▶ Written problem 1
Name every justice listed in the court opinion as sitting on the case.

▶ Provided passage
— BEGIN —
CHUUK STATE SUPREME COURT
APPELLATE DIVISION
Cite as Apweteko v Paneria, [1994] FMCSC 5; 6 FSM Intrm. 554 (Chk. S. Ct. App. 1994)


APWETEKO et al.,
Appellant,


vs.


PANERIA et al.,
Appellee.


CA APPEAL NO. 48


OPINION


Argued: September 8, 1994
Decided: October 21, 1994


BEFORE:


Hon. Keske Marar, Associate Justice, Chuuk State Supreme Court
Hon. Yoster Carl, Temporary Justice, Chuuk State Supreme Court*
Hon. Ready Johnny, Temporary Justice, Chuuk State Supreme Court**


*Associate Justice, Pohnpei Supreme Court, Kolonia, Pohnpei
**FSM Public Defender, State of Chuuk, Weno, Chuuk


APPEARANCES:


For the Appellant:
Midasy Aisek
P.O. Box 185
Weno, Chuuk FM 96942


For the Appellee:
Manny Otoko
P.O. Box EX
Weno, Chuuk FM 96942


* * *


HEADNOTES


Civil Procedure - Pleadings
The rules allow for notice pleading and require a short and plain statement of the claim showing that the pleader is entitled to relief and a demand for judgment for the relief to which he deems himself entitled. The pleadings must give the opposing party fair notice of the nature and grounds for the claim, and a general indication of the type of litigation involved. Apweteko v. Paneria, [1994] FMCSC 5; 6 FSM Intrm. 554, 557 (Chk. S. Ct. App. 1994).


Civil Procedure - Pleadings
Pleadings may be amended as a matter of right anytime before a responsive pleading is served, with written consent of the adverse party, or by order of court, which should be liberally granted. Once the pleading is complete and all amendments have been filed, the matters raised by the pleadings normally form the issues to be determined at trial. Apweteko v. Paneria, [1994] FMCSC 5; 6 FSM Intrm. 554, 557 (Chk. S. Ct. App. 1994).


Civil Procedure - Pleadings
When issues not raised by the pleading are tried by express or implied consent of the parties, they shall be treated in all respects as if they had been raised in the pleadings, and any party may make a motion to amended the pleadings to conform to the evidence and issues tried by such consent. Apweteko v. Paneria, [1994] FMCSC 5; 6 FSM Intrm. 554, 557 (Chk. S. Ct. App. 1994).


Civil Procedure - Pleadings
If an unpled theory of recovery is fully tried by consent of the parties, the trial court may base its decision on that theory and may deem the pleadings amended accordingly, even though the theory was not set forth in the pleading or the pretrial order. Apweteko v. Paneria, [1994] FMCSC 5; 6 FSM Intrm. 554, 557 (Chk. S. Ct. App. 1994).
— END —
▶ Data
— BEGIN —
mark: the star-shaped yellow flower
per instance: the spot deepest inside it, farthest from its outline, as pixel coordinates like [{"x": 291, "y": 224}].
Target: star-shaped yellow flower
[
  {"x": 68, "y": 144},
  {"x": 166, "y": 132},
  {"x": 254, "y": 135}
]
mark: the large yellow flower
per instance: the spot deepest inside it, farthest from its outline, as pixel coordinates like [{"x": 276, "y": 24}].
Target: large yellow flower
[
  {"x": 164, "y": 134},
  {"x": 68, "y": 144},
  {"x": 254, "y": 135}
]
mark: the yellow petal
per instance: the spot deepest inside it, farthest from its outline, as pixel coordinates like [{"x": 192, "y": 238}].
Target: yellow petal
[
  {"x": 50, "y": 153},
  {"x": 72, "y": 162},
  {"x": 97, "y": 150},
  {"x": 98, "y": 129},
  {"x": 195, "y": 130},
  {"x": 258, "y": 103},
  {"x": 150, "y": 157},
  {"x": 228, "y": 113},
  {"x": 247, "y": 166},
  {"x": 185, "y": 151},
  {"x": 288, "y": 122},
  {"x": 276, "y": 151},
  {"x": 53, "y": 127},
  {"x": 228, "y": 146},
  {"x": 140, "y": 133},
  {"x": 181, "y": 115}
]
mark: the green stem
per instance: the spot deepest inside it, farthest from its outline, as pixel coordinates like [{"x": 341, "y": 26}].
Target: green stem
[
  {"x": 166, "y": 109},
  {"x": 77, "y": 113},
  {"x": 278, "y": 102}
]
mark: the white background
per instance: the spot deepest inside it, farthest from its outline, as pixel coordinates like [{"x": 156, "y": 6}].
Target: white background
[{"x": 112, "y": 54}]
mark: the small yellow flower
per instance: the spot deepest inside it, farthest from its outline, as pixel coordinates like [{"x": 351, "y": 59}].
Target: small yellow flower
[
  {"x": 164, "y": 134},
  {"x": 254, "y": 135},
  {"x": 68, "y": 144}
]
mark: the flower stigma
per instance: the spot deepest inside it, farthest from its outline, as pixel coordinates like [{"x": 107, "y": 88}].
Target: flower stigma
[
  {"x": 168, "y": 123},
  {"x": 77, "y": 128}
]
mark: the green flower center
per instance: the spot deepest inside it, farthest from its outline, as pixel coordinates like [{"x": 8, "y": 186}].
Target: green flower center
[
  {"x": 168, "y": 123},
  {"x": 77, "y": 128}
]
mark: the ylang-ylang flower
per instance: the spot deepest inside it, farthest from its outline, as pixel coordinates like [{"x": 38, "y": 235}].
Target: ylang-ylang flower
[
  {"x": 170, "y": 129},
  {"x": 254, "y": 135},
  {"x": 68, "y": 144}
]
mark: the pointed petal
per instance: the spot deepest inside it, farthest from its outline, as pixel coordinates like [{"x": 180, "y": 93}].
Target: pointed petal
— END —
▶ Written problem 2
Gather every line from the rows above that contains the word "small", matching its case exactly.

▶ Task result 1
Keske Marar
Yoster Carl
Ready Johnny

▶ Task result 2
mark: the small yellow flower
Target: small yellow flower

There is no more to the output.